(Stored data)
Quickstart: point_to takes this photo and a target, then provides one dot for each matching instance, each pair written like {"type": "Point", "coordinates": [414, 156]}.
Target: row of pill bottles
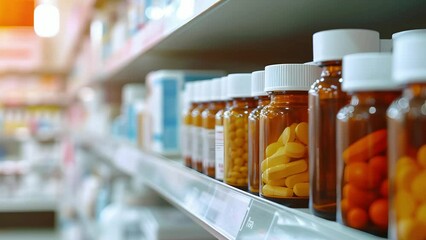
{"type": "Point", "coordinates": [283, 142]}
{"type": "Point", "coordinates": [326, 98]}
{"type": "Point", "coordinates": [407, 138]}
{"type": "Point", "coordinates": [362, 184]}
{"type": "Point", "coordinates": [258, 92]}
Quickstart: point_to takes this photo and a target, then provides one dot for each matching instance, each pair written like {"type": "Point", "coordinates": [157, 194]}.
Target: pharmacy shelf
{"type": "Point", "coordinates": [33, 204]}
{"type": "Point", "coordinates": [224, 211]}
{"type": "Point", "coordinates": [247, 35]}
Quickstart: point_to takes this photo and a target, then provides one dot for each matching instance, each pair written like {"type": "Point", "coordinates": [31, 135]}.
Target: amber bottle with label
{"type": "Point", "coordinates": [258, 92]}
{"type": "Point", "coordinates": [407, 138]}
{"type": "Point", "coordinates": [325, 100]}
{"type": "Point", "coordinates": [209, 121]}
{"type": "Point", "coordinates": [362, 197]}
{"type": "Point", "coordinates": [235, 124]}
{"type": "Point", "coordinates": [284, 134]}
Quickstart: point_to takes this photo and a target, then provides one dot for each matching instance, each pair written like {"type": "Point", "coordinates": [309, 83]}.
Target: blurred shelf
{"type": "Point", "coordinates": [28, 204]}
{"type": "Point", "coordinates": [224, 211]}
{"type": "Point", "coordinates": [247, 35]}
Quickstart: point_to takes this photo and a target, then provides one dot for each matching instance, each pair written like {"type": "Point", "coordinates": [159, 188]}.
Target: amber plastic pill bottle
{"type": "Point", "coordinates": [407, 138]}
{"type": "Point", "coordinates": [187, 124]}
{"type": "Point", "coordinates": [209, 120]}
{"type": "Point", "coordinates": [284, 134]}
{"type": "Point", "coordinates": [325, 99]}
{"type": "Point", "coordinates": [235, 124]}
{"type": "Point", "coordinates": [197, 126]}
{"type": "Point", "coordinates": [362, 196]}
{"type": "Point", "coordinates": [219, 135]}
{"type": "Point", "coordinates": [258, 92]}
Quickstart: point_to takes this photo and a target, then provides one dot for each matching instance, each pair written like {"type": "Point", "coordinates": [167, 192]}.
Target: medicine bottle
{"type": "Point", "coordinates": [325, 99]}
{"type": "Point", "coordinates": [258, 92]}
{"type": "Point", "coordinates": [235, 122]}
{"type": "Point", "coordinates": [197, 124]}
{"type": "Point", "coordinates": [362, 185]}
{"type": "Point", "coordinates": [186, 132]}
{"type": "Point", "coordinates": [284, 134]}
{"type": "Point", "coordinates": [219, 135]}
{"type": "Point", "coordinates": [407, 138]}
{"type": "Point", "coordinates": [209, 120]}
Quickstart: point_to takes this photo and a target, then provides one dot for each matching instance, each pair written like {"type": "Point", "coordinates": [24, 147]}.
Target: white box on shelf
{"type": "Point", "coordinates": [163, 116]}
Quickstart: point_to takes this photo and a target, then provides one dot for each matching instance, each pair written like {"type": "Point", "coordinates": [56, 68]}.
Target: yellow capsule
{"type": "Point", "coordinates": [285, 170]}
{"type": "Point", "coordinates": [274, 191]}
{"type": "Point", "coordinates": [302, 132]}
{"type": "Point", "coordinates": [279, 182]}
{"type": "Point", "coordinates": [301, 189]}
{"type": "Point", "coordinates": [277, 158]}
{"type": "Point", "coordinates": [421, 156]}
{"type": "Point", "coordinates": [288, 135]}
{"type": "Point", "coordinates": [297, 178]}
{"type": "Point", "coordinates": [294, 150]}
{"type": "Point", "coordinates": [272, 148]}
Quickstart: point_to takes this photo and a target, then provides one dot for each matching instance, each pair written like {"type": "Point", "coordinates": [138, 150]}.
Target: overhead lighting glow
{"type": "Point", "coordinates": [46, 20]}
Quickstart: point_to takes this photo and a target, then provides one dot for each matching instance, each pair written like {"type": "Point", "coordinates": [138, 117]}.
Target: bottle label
{"type": "Point", "coordinates": [209, 148]}
{"type": "Point", "coordinates": [197, 144]}
{"type": "Point", "coordinates": [219, 153]}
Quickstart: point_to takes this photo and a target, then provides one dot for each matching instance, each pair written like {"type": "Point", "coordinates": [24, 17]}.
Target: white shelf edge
{"type": "Point", "coordinates": [226, 212]}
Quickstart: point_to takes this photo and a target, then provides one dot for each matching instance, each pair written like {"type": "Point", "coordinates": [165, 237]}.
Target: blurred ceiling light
{"type": "Point", "coordinates": [46, 20]}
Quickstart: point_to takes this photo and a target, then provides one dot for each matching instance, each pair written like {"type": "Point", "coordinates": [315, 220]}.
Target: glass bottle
{"type": "Point", "coordinates": [257, 91]}
{"type": "Point", "coordinates": [187, 125]}
{"type": "Point", "coordinates": [209, 121]}
{"type": "Point", "coordinates": [284, 137]}
{"type": "Point", "coordinates": [325, 99]}
{"type": "Point", "coordinates": [219, 134]}
{"type": "Point", "coordinates": [362, 142]}
{"type": "Point", "coordinates": [407, 138]}
{"type": "Point", "coordinates": [235, 124]}
{"type": "Point", "coordinates": [197, 122]}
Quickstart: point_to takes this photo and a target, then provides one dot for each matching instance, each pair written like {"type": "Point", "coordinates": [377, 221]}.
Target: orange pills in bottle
{"type": "Point", "coordinates": [362, 142]}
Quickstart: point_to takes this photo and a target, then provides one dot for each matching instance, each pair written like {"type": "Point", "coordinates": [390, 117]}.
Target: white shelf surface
{"type": "Point", "coordinates": [33, 204]}
{"type": "Point", "coordinates": [247, 35]}
{"type": "Point", "coordinates": [224, 211]}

Required action
Once the pictures are dropped, repeat the data above exactly.

Solution to this problem
Quickstart: point_to takes this photo and a target, then provides one dot for each matching instance, each pair written like {"type": "Point", "coordinates": [414, 156]}.
Target: row of pill bottles
{"type": "Point", "coordinates": [283, 142]}
{"type": "Point", "coordinates": [326, 98]}
{"type": "Point", "coordinates": [407, 138]}
{"type": "Point", "coordinates": [362, 184]}
{"type": "Point", "coordinates": [258, 92]}
Quickstart: point_to takes this photo and a target, then provides one dot for each matching instance, each pair written like {"type": "Point", "coordinates": [157, 194]}.
Target: pharmacy shelf
{"type": "Point", "coordinates": [33, 204]}
{"type": "Point", "coordinates": [224, 211]}
{"type": "Point", "coordinates": [247, 35]}
Quickstart: point_to takes this photo and a target, then provides one dot for each matching instance, each pair written like {"type": "Point", "coordinates": [31, 135]}.
Target: amber bottle with label
{"type": "Point", "coordinates": [258, 92]}
{"type": "Point", "coordinates": [407, 138]}
{"type": "Point", "coordinates": [325, 100]}
{"type": "Point", "coordinates": [209, 121]}
{"type": "Point", "coordinates": [362, 197]}
{"type": "Point", "coordinates": [235, 124]}
{"type": "Point", "coordinates": [284, 134]}
Quickstart: point_to takes this photo and a target, then provides one dot for each matching instance, each pair written like {"type": "Point", "coordinates": [309, 83]}.
Target: blurred shelf
{"type": "Point", "coordinates": [28, 204]}
{"type": "Point", "coordinates": [224, 211]}
{"type": "Point", "coordinates": [247, 35]}
Quickstart: point_to takes this photo and a target, then provides one dot for each matching instance, each pair written like {"type": "Point", "coordinates": [159, 188]}.
Target: amber plastic pill bottle
{"type": "Point", "coordinates": [407, 138]}
{"type": "Point", "coordinates": [187, 124]}
{"type": "Point", "coordinates": [209, 120]}
{"type": "Point", "coordinates": [284, 134]}
{"type": "Point", "coordinates": [325, 99]}
{"type": "Point", "coordinates": [235, 124]}
{"type": "Point", "coordinates": [197, 126]}
{"type": "Point", "coordinates": [362, 196]}
{"type": "Point", "coordinates": [219, 135]}
{"type": "Point", "coordinates": [258, 92]}
Quickstart: point_to takes this photo and a target, then provides one dot for each matching instance, each pair written like {"type": "Point", "coordinates": [167, 192]}.
Target: medicine bottle
{"type": "Point", "coordinates": [325, 99]}
{"type": "Point", "coordinates": [258, 92]}
{"type": "Point", "coordinates": [235, 122]}
{"type": "Point", "coordinates": [197, 124]}
{"type": "Point", "coordinates": [362, 185]}
{"type": "Point", "coordinates": [186, 132]}
{"type": "Point", "coordinates": [284, 134]}
{"type": "Point", "coordinates": [219, 135]}
{"type": "Point", "coordinates": [407, 138]}
{"type": "Point", "coordinates": [209, 120]}
Quickstart: point_to takes this photo and a target, then provides one dot for each matching instance, each pair written like {"type": "Point", "coordinates": [24, 147]}.
Target: white box on shelf
{"type": "Point", "coordinates": [163, 116]}
Quickstart: point_to takes this photo and a target, then provides one dot for each matching instance, each pair written like {"type": "Point", "coordinates": [56, 68]}.
Target: yellow capsule
{"type": "Point", "coordinates": [285, 170]}
{"type": "Point", "coordinates": [274, 191]}
{"type": "Point", "coordinates": [302, 132]}
{"type": "Point", "coordinates": [279, 182]}
{"type": "Point", "coordinates": [301, 189]}
{"type": "Point", "coordinates": [277, 158]}
{"type": "Point", "coordinates": [421, 156]}
{"type": "Point", "coordinates": [288, 135]}
{"type": "Point", "coordinates": [297, 178]}
{"type": "Point", "coordinates": [294, 150]}
{"type": "Point", "coordinates": [272, 148]}
Quickstart: point_to takes this photo and a target, then provides one dot for each matching instance, each pair written like {"type": "Point", "coordinates": [138, 150]}.
Target: overhead lighting glow
{"type": "Point", "coordinates": [46, 20]}
Quickstart: point_to takes this photo and a target, then provides one dot for each matching instance, each pair written like {"type": "Point", "coordinates": [138, 117]}.
Target: bottle label
{"type": "Point", "coordinates": [209, 148]}
{"type": "Point", "coordinates": [197, 144]}
{"type": "Point", "coordinates": [219, 153]}
Quickstart: point_to takes this photo and a target, then provides one dot for each matching instance, each pair written like {"type": "Point", "coordinates": [24, 17]}.
Target: white shelf edge
{"type": "Point", "coordinates": [226, 212]}
Quickstart: point_to takes this photo and a target, then provides one dot for each matching instance, each pair written like {"type": "Point", "coordinates": [165, 237]}.
Target: blurred ceiling light
{"type": "Point", "coordinates": [46, 20]}
Quickstart: point_to takes this photo and a target, then provides one dot for each matching instance, each pair written like {"type": "Point", "coordinates": [315, 220]}.
Target: glass bottle
{"type": "Point", "coordinates": [257, 91]}
{"type": "Point", "coordinates": [187, 125]}
{"type": "Point", "coordinates": [209, 121]}
{"type": "Point", "coordinates": [284, 137]}
{"type": "Point", "coordinates": [325, 99]}
{"type": "Point", "coordinates": [219, 134]}
{"type": "Point", "coordinates": [362, 142]}
{"type": "Point", "coordinates": [407, 138]}
{"type": "Point", "coordinates": [235, 124]}
{"type": "Point", "coordinates": [197, 122]}
Quickstart: point_to takes this photo and a target, then provides one dot for each matching instance, each pair written like {"type": "Point", "coordinates": [377, 221]}.
Target: orange pills in bottle
{"type": "Point", "coordinates": [362, 142]}
Quickstart: point_to takes this photo and a target, then provides one dot for each matching instance, each pair written like {"type": "Point", "coordinates": [390, 117]}.
Target: white shelf surface
{"type": "Point", "coordinates": [33, 204]}
{"type": "Point", "coordinates": [247, 35]}
{"type": "Point", "coordinates": [224, 211]}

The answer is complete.